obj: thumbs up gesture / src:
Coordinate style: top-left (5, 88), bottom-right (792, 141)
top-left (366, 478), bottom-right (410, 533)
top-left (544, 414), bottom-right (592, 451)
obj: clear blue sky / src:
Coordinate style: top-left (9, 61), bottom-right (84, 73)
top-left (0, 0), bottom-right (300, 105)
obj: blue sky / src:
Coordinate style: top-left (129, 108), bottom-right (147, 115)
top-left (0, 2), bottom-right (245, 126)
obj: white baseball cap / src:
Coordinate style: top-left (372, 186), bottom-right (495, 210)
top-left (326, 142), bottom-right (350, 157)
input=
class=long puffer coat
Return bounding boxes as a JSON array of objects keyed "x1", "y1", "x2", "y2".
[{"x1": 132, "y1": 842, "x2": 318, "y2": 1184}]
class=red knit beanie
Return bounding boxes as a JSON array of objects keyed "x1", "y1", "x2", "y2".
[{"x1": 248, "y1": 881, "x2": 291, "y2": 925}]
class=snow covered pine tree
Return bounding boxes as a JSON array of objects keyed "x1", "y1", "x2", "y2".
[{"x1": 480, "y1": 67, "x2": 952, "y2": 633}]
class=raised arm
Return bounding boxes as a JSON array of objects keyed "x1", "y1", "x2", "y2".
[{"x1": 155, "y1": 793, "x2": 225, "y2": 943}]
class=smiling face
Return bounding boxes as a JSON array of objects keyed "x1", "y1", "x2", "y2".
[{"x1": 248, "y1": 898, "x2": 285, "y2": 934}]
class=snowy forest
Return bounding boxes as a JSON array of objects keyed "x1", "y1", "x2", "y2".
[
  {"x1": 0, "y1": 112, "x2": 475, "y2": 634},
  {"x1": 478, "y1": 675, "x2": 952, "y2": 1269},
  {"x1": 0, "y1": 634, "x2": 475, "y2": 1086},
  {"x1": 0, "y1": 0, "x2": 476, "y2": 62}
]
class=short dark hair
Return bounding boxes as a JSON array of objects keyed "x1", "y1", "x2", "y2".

────

What to work on: Render every line of the rows above as a JSON list of strings, one string per line, with blank lines omitted.

Worked answer:
[
  "obj: thumbs up gesture / src:",
  "Coordinate style: top-left (5, 88), bottom-right (792, 141)",
  "top-left (366, 478), bottom-right (410, 533)",
  "top-left (544, 414), bottom-right (592, 451)",
  "obj: clear blue sky / src:",
  "Coordinate style: top-left (9, 61), bottom-right (84, 73)",
  "top-left (0, 0), bottom-right (300, 105)",
  "obj: blue sky / src:",
  "Coordinate style: top-left (129, 108), bottom-right (147, 115)",
  "top-left (0, 2), bottom-right (245, 126)",
  "obj: white baseball cap / src:",
  "Coordinate style: top-left (372, 186), bottom-right (495, 210)",
  "top-left (326, 142), bottom-right (350, 157)",
  "input=",
  "class=long puffer coat",
  "Return bounding boxes as a JSON array of objects keyed \"x1\", \"y1\", \"x2\", \"y2\".",
  "[{\"x1\": 132, \"y1\": 842, \"x2\": 318, \"y2\": 1184}]",
  "class=red knit beanie",
  "Return bounding boxes as a JSON array of objects keyed \"x1\", \"y1\", \"x2\", \"y2\".",
  "[{\"x1\": 248, \"y1\": 881, \"x2\": 291, \"y2\": 925}]",
  "class=snow covered pine tree",
  "Return bounding boxes as a JSON array of objects keyed \"x1\", \"y1\", \"x2\", \"y2\".",
  "[{\"x1\": 480, \"y1\": 67, \"x2\": 952, \"y2\": 633}]",
  "class=raised arm",
  "Return bounding boxes as a JSON array of objects keyed \"x1\", \"y1\", \"x2\", \"y2\".",
  "[{\"x1\": 155, \"y1\": 793, \"x2\": 225, \"y2\": 943}]",
  "class=smiling face",
  "Return bounding boxes as a JSON array of objects keyed \"x1\", \"y1\", \"x2\", \"y2\".",
  "[{\"x1\": 248, \"y1\": 898, \"x2\": 285, \"y2\": 934}]",
  "class=snowy forest",
  "Return bounding boxes as a JSON array of objects keyed \"x1\", \"y1\", \"x2\", \"y2\".",
  "[",
  "  {\"x1\": 0, \"y1\": 112, \"x2\": 475, \"y2\": 634},",
  "  {\"x1\": 478, \"y1\": 675, \"x2\": 952, \"y2\": 1269},",
  "  {\"x1\": 0, \"y1\": 634, \"x2\": 475, \"y2\": 1086},",
  "  {\"x1\": 0, \"y1\": 0, \"x2\": 476, \"y2\": 62}",
  "]",
  "class=short dark hair",
  "Return bounding boxes as a JSON array of objects keyed \"x1\", \"y1\", \"x2\", \"y2\"."
]